- _About this task_
Extract, from the listing that follows, each line containing the word "small".

- _Listed entries_
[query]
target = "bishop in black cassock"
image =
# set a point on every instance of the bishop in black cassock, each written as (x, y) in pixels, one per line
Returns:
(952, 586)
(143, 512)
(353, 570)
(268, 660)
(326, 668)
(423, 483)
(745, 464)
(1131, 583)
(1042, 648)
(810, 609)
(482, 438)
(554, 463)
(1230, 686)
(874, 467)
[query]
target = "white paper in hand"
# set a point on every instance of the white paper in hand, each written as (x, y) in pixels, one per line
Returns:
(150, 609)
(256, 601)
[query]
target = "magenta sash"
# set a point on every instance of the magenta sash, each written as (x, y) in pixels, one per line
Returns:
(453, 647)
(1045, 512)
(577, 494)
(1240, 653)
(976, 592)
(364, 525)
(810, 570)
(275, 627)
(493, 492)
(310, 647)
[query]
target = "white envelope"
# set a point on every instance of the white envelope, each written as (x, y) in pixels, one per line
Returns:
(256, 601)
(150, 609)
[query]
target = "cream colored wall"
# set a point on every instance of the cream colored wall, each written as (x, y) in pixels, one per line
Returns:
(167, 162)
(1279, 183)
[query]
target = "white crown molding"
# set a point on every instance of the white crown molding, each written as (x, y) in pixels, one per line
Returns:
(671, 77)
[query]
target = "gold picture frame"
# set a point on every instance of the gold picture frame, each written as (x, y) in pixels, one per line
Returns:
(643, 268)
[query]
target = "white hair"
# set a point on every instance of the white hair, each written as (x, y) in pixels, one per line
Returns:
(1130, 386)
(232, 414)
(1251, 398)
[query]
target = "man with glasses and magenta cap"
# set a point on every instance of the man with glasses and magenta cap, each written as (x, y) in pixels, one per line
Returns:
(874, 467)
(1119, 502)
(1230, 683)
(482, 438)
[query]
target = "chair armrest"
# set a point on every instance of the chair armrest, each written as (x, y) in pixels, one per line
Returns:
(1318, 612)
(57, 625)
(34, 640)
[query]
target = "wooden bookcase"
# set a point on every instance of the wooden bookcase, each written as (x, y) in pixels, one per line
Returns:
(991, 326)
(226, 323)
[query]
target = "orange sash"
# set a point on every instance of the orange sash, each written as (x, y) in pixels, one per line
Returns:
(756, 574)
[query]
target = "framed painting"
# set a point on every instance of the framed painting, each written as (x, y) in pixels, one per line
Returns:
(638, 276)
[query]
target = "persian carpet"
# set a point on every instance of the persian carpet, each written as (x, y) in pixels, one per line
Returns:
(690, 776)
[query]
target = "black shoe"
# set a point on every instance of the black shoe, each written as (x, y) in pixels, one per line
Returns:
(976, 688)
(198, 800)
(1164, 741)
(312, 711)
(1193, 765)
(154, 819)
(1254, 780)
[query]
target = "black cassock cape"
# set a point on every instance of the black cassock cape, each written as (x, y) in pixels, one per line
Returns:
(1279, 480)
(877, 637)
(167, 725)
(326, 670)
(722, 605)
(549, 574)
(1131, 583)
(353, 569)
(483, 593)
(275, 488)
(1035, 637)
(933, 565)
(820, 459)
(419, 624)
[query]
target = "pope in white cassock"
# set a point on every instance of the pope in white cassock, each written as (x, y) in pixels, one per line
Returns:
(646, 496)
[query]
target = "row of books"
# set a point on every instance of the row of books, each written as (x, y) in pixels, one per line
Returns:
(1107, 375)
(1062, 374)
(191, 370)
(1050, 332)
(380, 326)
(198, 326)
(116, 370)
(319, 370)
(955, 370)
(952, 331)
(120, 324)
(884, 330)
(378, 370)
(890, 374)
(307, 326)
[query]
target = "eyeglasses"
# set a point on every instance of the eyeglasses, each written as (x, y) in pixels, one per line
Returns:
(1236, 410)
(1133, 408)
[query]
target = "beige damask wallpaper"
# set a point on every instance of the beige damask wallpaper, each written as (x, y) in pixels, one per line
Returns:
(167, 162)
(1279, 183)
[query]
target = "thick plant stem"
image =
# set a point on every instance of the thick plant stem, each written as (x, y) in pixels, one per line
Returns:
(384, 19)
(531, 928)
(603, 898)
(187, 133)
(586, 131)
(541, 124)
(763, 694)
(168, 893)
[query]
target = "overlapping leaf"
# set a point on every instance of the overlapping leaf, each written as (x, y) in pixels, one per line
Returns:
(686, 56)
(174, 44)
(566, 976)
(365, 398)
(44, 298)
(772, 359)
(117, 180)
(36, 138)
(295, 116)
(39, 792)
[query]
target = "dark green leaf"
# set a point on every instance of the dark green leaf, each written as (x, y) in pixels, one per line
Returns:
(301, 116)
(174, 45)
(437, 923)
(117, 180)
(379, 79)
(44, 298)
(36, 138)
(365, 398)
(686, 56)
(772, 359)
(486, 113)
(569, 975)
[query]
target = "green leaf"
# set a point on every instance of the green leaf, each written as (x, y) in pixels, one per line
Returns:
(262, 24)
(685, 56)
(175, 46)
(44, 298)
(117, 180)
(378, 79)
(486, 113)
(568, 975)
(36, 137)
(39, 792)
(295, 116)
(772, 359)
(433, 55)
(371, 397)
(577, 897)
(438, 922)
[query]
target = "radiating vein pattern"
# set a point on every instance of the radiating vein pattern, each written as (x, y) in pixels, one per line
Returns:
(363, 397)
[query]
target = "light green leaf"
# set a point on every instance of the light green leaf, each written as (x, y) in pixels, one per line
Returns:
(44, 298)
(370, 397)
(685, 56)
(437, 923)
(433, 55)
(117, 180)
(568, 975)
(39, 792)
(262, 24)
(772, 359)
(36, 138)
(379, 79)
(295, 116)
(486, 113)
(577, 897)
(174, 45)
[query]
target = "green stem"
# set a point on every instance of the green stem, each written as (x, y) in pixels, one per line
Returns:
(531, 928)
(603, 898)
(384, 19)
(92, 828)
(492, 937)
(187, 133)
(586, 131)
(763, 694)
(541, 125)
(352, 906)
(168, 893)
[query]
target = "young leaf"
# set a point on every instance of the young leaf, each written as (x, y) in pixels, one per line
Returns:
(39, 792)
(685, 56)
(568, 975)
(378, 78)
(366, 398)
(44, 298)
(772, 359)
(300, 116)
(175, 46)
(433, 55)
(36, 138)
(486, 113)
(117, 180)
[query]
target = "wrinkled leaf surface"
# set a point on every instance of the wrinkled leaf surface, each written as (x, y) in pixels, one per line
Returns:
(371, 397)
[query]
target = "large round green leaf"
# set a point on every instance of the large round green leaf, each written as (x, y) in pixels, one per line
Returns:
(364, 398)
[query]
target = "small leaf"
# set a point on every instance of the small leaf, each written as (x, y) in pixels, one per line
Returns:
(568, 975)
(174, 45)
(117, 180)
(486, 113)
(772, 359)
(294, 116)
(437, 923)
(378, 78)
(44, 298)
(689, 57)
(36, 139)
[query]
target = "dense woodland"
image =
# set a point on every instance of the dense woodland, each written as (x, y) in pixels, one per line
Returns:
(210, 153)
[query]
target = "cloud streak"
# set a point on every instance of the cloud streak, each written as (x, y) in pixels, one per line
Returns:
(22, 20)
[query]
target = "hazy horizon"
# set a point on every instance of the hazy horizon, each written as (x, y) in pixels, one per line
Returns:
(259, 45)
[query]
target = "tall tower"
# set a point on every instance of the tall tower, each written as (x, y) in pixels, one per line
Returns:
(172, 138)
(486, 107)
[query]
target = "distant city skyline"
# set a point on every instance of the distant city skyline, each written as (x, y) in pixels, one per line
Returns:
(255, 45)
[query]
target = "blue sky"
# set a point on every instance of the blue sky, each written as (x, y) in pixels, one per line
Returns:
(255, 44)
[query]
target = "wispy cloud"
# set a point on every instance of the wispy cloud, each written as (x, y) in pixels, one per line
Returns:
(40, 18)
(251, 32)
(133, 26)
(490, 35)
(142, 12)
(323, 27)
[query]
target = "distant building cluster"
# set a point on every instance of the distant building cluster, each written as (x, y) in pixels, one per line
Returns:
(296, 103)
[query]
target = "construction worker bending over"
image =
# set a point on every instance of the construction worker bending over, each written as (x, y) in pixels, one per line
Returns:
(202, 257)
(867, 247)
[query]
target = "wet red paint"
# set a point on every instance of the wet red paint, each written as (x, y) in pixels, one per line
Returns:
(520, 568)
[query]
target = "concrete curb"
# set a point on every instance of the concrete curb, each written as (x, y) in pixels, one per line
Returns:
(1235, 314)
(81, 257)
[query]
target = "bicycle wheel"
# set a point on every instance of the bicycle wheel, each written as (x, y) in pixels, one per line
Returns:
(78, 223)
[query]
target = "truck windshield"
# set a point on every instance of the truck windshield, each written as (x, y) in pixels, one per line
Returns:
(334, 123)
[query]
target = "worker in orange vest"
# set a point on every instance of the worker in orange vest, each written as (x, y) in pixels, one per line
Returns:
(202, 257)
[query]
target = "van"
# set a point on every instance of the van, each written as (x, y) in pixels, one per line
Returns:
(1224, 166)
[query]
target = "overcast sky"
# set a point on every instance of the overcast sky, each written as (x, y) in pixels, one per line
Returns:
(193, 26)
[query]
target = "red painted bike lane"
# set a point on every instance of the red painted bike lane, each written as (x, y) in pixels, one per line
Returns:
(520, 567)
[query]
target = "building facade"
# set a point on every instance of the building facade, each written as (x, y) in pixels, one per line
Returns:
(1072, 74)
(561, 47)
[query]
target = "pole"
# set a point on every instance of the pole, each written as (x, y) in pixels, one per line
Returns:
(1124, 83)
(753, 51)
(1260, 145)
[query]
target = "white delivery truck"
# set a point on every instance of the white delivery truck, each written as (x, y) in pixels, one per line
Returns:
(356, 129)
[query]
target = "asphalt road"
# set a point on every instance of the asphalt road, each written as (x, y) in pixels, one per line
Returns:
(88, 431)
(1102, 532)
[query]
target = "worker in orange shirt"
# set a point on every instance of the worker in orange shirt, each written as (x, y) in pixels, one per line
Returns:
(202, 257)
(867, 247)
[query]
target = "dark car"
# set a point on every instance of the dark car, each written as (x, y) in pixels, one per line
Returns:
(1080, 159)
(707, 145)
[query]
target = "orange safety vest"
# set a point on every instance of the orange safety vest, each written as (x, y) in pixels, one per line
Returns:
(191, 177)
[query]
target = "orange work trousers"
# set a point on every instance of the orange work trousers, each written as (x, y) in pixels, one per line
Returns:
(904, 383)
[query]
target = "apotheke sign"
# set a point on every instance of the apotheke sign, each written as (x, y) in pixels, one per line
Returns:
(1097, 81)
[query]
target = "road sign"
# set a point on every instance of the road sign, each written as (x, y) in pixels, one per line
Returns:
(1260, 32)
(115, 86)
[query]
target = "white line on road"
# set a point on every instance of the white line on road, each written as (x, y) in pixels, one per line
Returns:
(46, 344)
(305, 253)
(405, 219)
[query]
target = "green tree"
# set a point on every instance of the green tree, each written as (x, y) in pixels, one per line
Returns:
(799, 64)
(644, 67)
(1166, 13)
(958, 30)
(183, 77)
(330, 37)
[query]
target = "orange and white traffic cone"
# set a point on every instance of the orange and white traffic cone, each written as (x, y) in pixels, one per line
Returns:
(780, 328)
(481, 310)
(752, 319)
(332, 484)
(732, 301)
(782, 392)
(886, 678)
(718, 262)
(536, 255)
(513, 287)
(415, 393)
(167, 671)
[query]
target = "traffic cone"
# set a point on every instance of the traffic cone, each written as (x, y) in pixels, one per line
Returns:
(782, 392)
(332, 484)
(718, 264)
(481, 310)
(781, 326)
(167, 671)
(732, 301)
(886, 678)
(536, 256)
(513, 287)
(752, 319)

- _Response to the exercise_
target = "small leaf"
# set a point on every instance of the small leaf, each written as (x, y) in pixels, one per line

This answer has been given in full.